EXERCISE
Count the lines of the data below that contain the string "surface" and reply with that number alone.

Excerpts from a dataset on object pointing
-=-=-=-=-
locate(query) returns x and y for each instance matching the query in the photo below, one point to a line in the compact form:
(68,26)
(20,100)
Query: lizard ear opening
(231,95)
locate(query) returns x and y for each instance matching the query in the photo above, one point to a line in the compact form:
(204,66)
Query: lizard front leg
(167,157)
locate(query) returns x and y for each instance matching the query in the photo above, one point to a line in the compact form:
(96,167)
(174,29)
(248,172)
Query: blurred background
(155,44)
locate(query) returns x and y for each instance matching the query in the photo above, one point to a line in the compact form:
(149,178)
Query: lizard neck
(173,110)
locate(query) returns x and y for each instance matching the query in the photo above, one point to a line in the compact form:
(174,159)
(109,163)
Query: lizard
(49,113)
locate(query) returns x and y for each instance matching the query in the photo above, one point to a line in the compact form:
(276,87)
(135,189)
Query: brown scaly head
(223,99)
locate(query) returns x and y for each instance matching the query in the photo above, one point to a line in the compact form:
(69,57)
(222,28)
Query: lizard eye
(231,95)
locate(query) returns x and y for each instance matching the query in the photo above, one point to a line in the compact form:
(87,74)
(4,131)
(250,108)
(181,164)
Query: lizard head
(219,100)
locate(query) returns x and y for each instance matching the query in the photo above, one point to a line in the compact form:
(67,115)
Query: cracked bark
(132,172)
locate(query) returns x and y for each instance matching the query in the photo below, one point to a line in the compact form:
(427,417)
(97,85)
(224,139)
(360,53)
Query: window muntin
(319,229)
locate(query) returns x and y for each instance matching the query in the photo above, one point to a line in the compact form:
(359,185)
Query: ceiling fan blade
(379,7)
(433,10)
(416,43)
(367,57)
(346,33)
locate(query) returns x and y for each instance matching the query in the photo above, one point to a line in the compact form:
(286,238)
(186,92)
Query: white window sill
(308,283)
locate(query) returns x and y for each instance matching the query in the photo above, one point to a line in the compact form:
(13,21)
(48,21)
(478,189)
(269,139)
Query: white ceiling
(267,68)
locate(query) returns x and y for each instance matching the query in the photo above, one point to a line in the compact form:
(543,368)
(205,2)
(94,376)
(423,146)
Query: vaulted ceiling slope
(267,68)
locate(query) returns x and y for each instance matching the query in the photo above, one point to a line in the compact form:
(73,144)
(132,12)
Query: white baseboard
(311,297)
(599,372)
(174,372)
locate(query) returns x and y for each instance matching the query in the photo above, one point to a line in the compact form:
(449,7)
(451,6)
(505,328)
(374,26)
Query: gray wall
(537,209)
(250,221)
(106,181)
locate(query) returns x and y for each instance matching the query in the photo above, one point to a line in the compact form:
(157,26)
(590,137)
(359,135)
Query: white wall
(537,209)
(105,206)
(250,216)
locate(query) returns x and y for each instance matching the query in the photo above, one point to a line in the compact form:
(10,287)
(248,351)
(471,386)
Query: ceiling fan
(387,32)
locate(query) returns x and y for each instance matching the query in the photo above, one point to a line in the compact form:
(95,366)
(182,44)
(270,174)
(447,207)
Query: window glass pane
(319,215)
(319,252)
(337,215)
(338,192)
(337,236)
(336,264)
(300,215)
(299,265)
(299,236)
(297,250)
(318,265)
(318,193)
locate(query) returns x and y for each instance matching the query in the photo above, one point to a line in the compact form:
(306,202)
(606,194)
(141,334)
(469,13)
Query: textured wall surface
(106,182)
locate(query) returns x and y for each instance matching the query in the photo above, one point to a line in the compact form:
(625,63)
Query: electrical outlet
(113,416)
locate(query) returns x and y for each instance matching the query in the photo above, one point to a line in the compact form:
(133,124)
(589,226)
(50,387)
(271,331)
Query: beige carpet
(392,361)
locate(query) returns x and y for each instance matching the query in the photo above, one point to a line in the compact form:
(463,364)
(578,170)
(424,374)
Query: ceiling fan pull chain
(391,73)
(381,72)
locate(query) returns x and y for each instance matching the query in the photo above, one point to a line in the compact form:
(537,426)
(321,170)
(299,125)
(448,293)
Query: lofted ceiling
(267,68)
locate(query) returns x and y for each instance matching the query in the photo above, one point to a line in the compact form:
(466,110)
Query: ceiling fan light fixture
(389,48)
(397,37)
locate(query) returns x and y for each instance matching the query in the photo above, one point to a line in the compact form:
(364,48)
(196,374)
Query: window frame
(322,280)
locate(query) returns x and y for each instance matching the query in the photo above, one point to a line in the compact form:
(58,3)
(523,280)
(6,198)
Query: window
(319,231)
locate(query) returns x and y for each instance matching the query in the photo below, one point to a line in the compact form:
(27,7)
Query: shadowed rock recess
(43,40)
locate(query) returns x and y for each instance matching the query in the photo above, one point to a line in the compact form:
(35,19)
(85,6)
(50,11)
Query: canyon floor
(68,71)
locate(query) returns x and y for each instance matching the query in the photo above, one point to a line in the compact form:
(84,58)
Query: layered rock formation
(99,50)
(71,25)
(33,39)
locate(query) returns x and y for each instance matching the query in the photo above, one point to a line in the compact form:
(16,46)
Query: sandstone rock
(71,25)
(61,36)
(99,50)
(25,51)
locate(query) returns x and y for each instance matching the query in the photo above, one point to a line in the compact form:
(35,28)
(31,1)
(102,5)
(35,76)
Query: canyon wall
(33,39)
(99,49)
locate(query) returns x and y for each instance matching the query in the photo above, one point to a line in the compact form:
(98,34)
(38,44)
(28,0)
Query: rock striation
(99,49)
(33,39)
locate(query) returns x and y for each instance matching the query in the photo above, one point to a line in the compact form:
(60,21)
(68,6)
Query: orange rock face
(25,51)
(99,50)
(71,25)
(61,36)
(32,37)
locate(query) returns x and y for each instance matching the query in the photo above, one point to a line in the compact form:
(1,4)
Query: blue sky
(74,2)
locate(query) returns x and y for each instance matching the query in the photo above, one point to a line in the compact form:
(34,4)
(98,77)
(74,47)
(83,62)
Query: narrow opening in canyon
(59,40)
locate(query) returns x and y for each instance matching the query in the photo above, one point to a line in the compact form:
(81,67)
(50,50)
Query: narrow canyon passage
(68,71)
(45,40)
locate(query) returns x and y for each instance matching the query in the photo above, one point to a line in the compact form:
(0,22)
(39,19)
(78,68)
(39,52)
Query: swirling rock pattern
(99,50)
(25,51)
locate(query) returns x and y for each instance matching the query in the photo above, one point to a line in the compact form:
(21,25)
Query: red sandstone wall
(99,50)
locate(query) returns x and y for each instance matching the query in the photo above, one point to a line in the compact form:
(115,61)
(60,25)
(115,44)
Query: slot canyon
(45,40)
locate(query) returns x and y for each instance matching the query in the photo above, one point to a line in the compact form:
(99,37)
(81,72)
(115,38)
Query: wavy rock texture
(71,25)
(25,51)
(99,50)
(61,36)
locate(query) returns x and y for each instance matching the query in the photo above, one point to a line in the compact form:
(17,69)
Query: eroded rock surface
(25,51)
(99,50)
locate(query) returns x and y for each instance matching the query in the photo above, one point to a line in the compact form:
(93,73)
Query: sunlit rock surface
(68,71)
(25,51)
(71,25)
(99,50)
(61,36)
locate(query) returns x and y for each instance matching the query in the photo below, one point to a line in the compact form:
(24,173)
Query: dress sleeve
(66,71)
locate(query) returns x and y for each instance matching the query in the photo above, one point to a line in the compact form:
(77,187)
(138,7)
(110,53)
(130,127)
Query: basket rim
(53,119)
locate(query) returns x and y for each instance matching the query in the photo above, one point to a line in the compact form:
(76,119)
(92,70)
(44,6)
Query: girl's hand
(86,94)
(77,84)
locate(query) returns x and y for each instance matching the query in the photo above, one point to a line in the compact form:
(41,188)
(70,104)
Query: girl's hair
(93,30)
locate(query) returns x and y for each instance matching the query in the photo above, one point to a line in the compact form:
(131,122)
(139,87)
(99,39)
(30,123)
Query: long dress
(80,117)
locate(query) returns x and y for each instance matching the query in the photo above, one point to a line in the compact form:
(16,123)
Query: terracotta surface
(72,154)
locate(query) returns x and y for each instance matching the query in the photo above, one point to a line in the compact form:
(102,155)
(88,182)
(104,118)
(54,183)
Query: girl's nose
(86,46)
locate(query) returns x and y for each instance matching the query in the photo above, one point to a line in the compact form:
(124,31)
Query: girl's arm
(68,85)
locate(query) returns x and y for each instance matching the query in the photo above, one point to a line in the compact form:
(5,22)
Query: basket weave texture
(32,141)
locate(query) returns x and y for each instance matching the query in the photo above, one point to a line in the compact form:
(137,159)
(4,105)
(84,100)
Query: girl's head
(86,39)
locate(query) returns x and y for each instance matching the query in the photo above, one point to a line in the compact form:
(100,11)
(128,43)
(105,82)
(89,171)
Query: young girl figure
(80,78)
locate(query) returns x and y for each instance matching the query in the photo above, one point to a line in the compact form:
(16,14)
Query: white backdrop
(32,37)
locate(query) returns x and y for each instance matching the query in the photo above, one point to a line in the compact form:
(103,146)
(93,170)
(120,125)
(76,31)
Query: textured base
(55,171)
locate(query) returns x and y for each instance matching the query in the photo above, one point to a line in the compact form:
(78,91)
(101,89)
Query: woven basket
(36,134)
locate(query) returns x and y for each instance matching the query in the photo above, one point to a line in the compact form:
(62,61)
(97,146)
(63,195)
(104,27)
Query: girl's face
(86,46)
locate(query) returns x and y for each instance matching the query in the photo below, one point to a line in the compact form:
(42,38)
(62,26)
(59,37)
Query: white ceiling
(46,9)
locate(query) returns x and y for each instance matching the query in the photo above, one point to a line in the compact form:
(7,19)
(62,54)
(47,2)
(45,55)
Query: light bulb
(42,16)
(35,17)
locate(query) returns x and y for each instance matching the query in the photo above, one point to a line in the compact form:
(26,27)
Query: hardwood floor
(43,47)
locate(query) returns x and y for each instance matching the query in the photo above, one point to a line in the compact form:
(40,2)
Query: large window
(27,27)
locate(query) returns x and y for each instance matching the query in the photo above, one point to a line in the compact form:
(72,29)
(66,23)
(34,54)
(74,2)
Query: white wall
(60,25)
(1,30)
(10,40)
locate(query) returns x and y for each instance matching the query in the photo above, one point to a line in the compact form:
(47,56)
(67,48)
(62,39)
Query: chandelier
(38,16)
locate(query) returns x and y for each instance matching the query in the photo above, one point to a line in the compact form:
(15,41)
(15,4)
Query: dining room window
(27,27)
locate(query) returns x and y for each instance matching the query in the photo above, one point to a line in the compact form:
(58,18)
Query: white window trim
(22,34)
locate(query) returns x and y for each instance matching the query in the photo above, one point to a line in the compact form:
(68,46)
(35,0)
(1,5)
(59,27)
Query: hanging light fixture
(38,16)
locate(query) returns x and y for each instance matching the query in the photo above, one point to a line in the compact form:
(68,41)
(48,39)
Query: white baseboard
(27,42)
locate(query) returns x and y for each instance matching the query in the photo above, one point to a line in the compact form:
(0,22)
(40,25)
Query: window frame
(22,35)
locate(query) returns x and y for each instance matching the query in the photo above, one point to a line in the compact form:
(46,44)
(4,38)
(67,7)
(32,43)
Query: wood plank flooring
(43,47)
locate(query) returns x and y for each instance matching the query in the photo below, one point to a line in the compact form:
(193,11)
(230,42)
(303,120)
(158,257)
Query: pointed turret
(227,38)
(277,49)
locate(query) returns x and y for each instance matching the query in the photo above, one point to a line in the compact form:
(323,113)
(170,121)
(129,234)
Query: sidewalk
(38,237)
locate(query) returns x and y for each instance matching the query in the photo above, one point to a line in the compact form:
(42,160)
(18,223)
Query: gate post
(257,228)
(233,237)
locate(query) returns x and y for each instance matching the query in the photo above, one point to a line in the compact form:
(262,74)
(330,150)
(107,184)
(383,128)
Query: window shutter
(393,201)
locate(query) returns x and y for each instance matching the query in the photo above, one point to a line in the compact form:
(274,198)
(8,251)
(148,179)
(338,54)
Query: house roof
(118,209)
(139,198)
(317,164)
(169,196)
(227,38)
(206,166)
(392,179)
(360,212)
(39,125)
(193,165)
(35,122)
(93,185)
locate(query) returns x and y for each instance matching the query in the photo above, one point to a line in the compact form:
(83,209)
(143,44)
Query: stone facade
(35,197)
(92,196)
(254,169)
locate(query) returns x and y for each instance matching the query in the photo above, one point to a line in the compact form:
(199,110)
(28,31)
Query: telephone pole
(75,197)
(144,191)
-=-=-=-=-
COMPLETED EXERCISE
4